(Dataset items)
== == ==
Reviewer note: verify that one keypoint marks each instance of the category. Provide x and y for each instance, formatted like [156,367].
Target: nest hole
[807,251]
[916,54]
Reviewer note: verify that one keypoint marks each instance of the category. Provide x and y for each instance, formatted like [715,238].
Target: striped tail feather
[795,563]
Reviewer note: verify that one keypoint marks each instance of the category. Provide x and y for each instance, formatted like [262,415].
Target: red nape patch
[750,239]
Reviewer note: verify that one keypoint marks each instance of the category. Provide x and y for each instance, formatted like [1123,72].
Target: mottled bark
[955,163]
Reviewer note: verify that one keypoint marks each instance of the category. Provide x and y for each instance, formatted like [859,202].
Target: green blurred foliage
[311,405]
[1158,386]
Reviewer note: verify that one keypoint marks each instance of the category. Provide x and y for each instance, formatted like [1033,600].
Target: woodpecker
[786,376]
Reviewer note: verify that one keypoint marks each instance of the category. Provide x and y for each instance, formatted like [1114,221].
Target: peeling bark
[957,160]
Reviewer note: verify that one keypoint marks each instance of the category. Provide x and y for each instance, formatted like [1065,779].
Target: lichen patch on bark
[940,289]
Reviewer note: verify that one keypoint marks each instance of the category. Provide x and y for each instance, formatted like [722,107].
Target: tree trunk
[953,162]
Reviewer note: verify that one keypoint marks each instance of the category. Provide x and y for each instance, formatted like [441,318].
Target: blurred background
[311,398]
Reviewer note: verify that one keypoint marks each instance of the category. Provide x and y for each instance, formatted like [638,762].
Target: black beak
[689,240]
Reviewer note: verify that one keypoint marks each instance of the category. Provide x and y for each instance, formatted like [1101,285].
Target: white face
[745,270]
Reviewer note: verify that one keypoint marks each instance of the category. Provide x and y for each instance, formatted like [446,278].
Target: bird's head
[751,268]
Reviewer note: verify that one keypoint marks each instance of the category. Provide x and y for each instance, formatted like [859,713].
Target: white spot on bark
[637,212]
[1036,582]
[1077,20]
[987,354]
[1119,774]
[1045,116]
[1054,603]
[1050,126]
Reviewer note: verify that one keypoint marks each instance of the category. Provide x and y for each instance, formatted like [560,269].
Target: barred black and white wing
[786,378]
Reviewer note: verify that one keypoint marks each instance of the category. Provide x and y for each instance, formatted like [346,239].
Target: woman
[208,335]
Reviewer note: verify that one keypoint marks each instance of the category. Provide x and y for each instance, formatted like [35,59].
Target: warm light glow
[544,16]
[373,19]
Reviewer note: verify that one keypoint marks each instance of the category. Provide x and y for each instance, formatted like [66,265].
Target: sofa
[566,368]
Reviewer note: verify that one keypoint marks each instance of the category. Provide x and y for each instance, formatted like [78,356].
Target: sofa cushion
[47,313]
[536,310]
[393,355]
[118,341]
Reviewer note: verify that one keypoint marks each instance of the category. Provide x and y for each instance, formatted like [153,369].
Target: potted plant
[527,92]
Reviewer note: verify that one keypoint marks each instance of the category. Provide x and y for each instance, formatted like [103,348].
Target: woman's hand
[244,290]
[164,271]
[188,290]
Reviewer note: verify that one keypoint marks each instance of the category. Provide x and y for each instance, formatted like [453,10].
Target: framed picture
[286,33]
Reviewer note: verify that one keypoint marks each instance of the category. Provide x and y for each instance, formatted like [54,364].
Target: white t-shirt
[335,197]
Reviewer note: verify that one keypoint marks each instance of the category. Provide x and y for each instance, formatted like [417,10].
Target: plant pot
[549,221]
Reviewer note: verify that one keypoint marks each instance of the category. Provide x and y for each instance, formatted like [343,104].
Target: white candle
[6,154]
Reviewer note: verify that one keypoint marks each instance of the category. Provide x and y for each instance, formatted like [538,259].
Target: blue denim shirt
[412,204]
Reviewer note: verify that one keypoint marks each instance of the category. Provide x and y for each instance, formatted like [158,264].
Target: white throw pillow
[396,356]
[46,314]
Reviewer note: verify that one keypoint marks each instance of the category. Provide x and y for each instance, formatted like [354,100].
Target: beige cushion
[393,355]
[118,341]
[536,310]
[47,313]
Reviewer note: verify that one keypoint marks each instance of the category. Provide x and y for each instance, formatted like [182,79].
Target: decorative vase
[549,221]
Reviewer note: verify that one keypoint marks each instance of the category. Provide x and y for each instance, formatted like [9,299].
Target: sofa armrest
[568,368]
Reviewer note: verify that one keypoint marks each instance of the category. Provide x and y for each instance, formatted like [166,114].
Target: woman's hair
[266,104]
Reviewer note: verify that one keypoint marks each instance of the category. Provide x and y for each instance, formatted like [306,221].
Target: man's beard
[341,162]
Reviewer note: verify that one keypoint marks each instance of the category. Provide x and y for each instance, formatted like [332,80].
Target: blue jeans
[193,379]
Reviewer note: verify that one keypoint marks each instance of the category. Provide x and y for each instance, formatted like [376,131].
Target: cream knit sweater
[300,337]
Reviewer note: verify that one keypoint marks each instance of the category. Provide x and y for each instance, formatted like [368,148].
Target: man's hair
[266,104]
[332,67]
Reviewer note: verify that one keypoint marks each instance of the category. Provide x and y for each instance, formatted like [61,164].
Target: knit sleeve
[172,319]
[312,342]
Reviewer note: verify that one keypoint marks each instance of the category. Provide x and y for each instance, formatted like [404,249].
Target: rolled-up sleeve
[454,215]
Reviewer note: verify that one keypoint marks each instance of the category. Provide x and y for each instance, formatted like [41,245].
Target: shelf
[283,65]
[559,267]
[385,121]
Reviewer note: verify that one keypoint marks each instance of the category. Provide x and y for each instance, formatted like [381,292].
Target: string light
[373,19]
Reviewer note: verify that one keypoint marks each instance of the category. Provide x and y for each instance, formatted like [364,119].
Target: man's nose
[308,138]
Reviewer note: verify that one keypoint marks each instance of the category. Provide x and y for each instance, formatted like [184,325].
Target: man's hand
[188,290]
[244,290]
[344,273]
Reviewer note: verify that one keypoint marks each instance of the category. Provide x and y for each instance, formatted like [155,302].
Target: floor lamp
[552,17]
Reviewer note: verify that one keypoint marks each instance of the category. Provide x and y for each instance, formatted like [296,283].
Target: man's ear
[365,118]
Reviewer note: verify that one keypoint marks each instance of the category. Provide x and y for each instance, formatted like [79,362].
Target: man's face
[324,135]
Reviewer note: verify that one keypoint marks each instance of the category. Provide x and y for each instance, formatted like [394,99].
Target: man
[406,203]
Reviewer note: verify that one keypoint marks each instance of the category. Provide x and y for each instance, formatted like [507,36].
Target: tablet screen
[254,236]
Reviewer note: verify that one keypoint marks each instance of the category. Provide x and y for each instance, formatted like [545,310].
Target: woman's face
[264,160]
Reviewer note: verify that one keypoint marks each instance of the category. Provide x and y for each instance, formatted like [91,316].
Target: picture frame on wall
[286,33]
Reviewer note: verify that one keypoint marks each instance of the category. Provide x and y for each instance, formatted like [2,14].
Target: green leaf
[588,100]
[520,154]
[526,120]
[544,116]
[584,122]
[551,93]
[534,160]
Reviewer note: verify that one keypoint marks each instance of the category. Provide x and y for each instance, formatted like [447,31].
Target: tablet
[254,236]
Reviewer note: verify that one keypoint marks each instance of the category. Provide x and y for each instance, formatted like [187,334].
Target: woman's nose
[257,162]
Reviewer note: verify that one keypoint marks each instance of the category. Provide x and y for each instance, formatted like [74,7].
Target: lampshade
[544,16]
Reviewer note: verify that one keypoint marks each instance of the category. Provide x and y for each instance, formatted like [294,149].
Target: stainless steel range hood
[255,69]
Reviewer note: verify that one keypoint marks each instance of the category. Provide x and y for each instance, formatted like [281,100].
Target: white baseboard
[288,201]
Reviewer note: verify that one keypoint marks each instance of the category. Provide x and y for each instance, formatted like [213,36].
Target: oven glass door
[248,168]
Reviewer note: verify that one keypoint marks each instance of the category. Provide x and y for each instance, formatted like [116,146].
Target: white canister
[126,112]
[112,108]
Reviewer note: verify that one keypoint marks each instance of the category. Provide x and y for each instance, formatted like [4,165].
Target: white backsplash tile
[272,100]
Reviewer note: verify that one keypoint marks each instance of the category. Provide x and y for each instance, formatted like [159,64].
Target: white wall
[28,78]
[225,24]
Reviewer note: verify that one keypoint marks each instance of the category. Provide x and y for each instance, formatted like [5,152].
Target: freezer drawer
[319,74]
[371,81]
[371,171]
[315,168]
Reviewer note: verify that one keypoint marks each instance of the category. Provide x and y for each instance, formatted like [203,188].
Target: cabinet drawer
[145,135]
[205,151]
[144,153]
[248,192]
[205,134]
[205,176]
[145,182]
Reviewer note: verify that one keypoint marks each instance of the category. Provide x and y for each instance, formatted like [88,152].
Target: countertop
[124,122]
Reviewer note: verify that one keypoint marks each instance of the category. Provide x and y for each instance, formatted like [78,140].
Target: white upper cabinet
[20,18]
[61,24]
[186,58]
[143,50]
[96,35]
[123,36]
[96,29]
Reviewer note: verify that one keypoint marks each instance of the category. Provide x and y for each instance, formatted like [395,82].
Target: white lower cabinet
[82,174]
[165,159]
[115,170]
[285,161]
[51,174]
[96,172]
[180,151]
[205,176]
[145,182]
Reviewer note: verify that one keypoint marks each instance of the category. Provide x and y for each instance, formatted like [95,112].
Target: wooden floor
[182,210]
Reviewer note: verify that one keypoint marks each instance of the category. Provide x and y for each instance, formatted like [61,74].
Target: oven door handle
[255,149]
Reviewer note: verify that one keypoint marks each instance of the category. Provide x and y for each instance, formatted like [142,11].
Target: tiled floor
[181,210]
== == ==
▶ _Problem to work on_: Look above for the line with "Target: blue denim shirt" and the line with "formatted like [306,221].". Retype those two lines and every line between them exactly, adding nothing.

▶ _Solution_:
Target: blue denim shirt
[412,204]
Reviewer note: verify that one keypoint marks each instance of the category. Provide x and y for each instance, formatted like [158,264].
Target: white throw pillow
[396,356]
[46,314]
Reviewer note: verify that one keypoint marks each instance of the category. Provide x and y for each instance, formatted like [354,100].
Target: beige cushion
[393,355]
[118,341]
[536,310]
[47,313]
Reviewer note: verify that one keypoint marks each instance of the category. Provide x and y for each instance, formatted like [182,79].
Target: decorative vase
[549,221]
Reviewer note: verify that one keypoint marks each instance of the category. Provide x and y for each instance, formatted like [9,299].
Target: sofa armrest
[568,368]
Reviewer note: verify that one keypoint marks each instance of the category. Provide x and y for each instance, formatted like [166,114].
Target: woman's hair
[266,104]
Reviewer note: verify that one keypoint marks each instance of the category. Provide x and y for each instance, formatted like [306,221].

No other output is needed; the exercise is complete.